Stated task :: Copy the material below, replacing every "Mark where" with "Show where" and leaving everything else unchanged.

[Begin Supplied entries]

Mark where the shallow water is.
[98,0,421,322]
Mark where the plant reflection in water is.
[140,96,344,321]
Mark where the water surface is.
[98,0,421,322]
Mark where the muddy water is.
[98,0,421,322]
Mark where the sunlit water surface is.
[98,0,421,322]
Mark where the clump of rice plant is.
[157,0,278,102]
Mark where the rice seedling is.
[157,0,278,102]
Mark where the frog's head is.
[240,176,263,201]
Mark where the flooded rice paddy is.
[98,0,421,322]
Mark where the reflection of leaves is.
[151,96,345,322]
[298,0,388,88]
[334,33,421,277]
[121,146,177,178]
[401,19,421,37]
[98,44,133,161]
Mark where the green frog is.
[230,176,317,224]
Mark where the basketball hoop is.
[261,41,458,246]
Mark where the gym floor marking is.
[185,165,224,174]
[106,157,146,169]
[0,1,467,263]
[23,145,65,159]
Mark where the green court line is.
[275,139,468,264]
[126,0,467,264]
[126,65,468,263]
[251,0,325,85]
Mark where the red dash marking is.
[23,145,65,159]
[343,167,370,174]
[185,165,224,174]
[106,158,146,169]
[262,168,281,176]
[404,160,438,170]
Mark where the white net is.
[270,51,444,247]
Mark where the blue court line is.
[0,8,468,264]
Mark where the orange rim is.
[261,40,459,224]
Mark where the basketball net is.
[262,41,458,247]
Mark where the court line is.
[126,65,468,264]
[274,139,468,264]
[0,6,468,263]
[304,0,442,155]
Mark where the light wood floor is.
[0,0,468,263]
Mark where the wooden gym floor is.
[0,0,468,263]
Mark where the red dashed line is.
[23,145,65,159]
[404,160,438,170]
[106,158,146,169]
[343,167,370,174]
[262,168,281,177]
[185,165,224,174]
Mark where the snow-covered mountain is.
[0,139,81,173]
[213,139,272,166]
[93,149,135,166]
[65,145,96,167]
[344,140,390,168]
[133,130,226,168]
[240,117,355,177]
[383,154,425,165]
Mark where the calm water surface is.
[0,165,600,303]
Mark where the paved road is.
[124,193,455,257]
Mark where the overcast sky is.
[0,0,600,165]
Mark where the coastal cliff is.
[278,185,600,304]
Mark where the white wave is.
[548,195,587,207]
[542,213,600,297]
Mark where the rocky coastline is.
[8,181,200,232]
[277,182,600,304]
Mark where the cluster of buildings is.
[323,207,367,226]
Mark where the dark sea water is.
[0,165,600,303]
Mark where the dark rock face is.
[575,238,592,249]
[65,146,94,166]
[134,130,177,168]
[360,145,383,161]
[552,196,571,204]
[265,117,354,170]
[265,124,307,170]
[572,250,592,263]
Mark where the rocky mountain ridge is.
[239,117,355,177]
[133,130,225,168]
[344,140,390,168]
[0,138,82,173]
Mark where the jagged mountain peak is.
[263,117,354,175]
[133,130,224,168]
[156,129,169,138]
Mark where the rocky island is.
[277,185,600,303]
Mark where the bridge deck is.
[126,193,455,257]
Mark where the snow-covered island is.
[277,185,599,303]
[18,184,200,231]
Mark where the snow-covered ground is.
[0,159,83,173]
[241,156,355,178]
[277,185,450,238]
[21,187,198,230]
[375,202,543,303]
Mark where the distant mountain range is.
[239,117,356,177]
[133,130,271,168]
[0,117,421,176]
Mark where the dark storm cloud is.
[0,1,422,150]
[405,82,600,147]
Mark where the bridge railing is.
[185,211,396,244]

[End Supplied entries]

Reply to the exercise ::
Show where the shallow water is.
[98,0,421,322]
Show where the plant reflection in water is.
[140,96,344,321]
Show where the water surface is.
[98,0,421,322]
Show where the muddy water is.
[98,0,421,322]
Show where the sunlit water surface is.
[98,0,421,322]
Show where the clump of rice plant is.
[157,0,278,102]
Show where the rice seedling is.
[157,0,278,102]
Show where the frog's head is.
[240,176,263,201]
Show where the flooded rice paddy is.
[98,0,421,322]
Show where the reflection of leaves is.
[151,96,345,322]
[298,0,388,88]
[334,33,421,277]
[121,146,177,178]
[401,19,421,37]
[98,44,133,161]
Show where the green frog is.
[230,176,317,224]
Show where the basketball hoop is.
[261,41,458,246]
Show where the gym floor marking is.
[185,165,224,174]
[106,157,146,169]
[0,1,467,263]
[23,145,65,159]
Show where the green court line is.
[275,139,468,264]
[126,0,467,264]
[126,65,468,263]
[251,0,325,85]
Show where the red dash marking is.
[23,145,65,159]
[343,167,370,174]
[185,165,224,174]
[106,158,146,169]
[262,168,281,176]
[404,160,438,170]
Show where the white net is.
[270,51,444,247]
Show where the blue court line is.
[0,8,468,264]
Show where the orange rim is.
[261,40,459,224]
Show where the basketball net is.
[262,41,458,247]
Show where the court line is.
[126,65,468,264]
[274,139,468,264]
[0,6,468,263]
[304,0,442,155]
Show where the light wood floor is.
[0,0,468,263]
Show where the wooden gym floor is.
[0,0,468,263]
Show where the red dashed line is.
[23,145,65,159]
[404,160,438,170]
[106,158,146,169]
[343,167,370,174]
[262,168,281,177]
[185,165,224,174]
Show where the snow-covered mountain is.
[0,139,81,173]
[213,139,272,166]
[93,149,135,166]
[65,145,96,167]
[344,140,390,168]
[133,130,226,168]
[240,117,355,177]
[383,154,425,165]
Show where the calm water surface is.
[0,165,600,303]
Show where the paved road is.
[124,193,455,257]
Show where the overcast sky is.
[0,0,600,165]
Show where the coastal cliff is.
[278,185,600,304]
Show where the white wave is.
[548,195,587,207]
[542,213,600,297]
Show where the rocky coastline is.
[8,181,200,232]
[277,182,600,304]
Show where the cluster of buildings is.
[323,207,367,226]
Show where the dark sea water is.
[0,165,600,303]
Show where the dark rock face is.
[575,238,592,249]
[65,146,94,166]
[134,130,177,168]
[360,145,383,161]
[552,196,571,204]
[265,117,354,170]
[265,124,307,170]
[572,250,592,263]
Show where the rocky mountain ridge is.
[239,117,355,177]
[133,130,225,168]
[344,140,390,168]
[0,138,82,173]
Show where the jagged mountain peak is.
[263,117,354,175]
[133,130,224,168]
[156,129,169,138]
Show where the rocky island is.
[277,185,600,303]
Show where the bridge deck is.
[126,193,455,257]
Show where the snow-covered island is.
[277,185,599,303]
[18,184,200,231]
Show where the snow-covered ground is.
[0,159,83,173]
[241,156,355,178]
[277,185,450,238]
[21,187,198,230]
[375,202,543,303]
Show where the distant mountain range is.
[239,117,356,177]
[133,130,271,168]
[0,117,421,176]
Show where the dark storm cloud is.
[0,1,422,150]
[405,82,600,147]
Show where the bridge railing is.
[185,211,396,244]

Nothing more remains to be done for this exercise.